§ Objective
Reproduce every line of the material below without any changes, and leave the pictures out of your answer.
——————————
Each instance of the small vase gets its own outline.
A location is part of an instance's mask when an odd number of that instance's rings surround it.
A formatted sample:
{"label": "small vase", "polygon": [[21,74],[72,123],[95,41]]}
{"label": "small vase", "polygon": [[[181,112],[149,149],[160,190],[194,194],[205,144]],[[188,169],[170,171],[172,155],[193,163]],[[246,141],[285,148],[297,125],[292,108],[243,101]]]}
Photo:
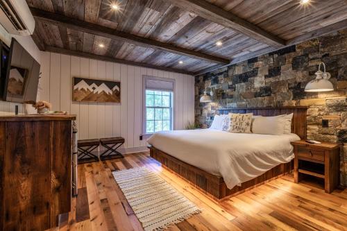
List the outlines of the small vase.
——————————
§ Written reply
Each instance of the small vase gets its own outline.
A location is part of an instance's mask when an odd number of that instance's rings surround it.
A formatted sample:
{"label": "small vase", "polygon": [[21,74],[72,123],[95,41]]}
{"label": "small vase", "polygon": [[[181,112],[149,149],[160,190],[194,194],[205,144]],[[188,169],[170,171],[172,155],[193,163]],[[246,141],[285,148],[297,125],[292,108],[243,101]]]}
Photo:
List the outlines of the small vase.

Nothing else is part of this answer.